→ What is expected
Each record is to be duplicated exactly, with nothing added.

=======

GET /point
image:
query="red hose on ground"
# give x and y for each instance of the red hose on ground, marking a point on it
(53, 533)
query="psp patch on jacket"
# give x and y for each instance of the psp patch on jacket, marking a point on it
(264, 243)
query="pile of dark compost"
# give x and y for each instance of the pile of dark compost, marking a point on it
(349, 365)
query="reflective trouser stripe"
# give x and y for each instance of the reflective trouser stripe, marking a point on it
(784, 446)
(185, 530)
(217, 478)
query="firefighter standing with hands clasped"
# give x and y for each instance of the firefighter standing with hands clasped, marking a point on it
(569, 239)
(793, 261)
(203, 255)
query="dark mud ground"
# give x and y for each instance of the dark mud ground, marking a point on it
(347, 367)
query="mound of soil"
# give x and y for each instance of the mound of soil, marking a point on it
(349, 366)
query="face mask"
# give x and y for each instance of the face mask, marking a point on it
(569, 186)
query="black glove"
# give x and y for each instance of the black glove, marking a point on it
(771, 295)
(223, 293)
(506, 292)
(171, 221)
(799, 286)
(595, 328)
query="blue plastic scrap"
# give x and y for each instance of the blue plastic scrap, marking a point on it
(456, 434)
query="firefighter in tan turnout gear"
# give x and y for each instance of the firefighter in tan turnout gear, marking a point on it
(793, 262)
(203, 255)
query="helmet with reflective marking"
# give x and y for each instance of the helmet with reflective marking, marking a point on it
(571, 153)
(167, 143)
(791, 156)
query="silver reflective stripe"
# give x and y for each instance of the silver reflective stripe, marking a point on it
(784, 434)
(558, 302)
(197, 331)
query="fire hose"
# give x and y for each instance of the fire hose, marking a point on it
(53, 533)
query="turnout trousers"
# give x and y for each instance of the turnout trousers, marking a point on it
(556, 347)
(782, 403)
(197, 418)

=======

→ Task solution
GET /point
image:
query="red hose on ground"
# give x and y for each instance of the red hose on ground, marking a point on it
(53, 533)
query="psp patch on jacket"
# give x and y for each instance of the psp patch on jacket, marking a point on it
(264, 243)
query="pile of dark compost"
# give x and y for each instance of the pile of dark compost, marking a point on it
(349, 365)
query="reflective trouser stripe"
# give x and y for each instance of the reflective trouser stripe, marking a point on it
(784, 446)
(185, 530)
(217, 478)
query="firefighter standing with hands clasped"
# give x and y for each instance of the firefighter standing with hands clasped, marking a point on it
(569, 239)
(793, 261)
(203, 255)
query="dark mud ground"
# give x and y for each instance of the dark mud ground, marking a point on it
(347, 367)
query="mound of soil"
# give x and y for each instance of the mound of soil, marking a point on it
(349, 366)
query="face mask"
# give x and y for each instance of the face mask, marking a point on it
(569, 186)
query="black glove"
# give x and y for each instance of the black glove, marking a point on it
(771, 295)
(223, 293)
(506, 292)
(171, 221)
(799, 286)
(595, 328)
query="blue plastic scrap"
# give x and y for each instance of the blue plastic scrap, marking a point on it
(456, 434)
query="firefighter in tan turnout gear"
# give x and y for each instance of the firefighter in tan turnout gear, marking a point on it
(793, 262)
(203, 255)
query="helmet with reflective marking"
# give x and y for each instance of the helmet with reflective marking, marking a point on it
(571, 153)
(167, 143)
(791, 156)
query="silver reflective stripe"
# give x and y for each instance of the silver reflective stripe, marking a point on it
(784, 434)
(558, 302)
(197, 331)
query="fire hose"
# give x and y for each instance of the fire hose, marking a point on it
(53, 533)
query="turnout trousers"
# give x and y for each instance of the turnout trousers, marking a point on it
(556, 347)
(782, 403)
(197, 418)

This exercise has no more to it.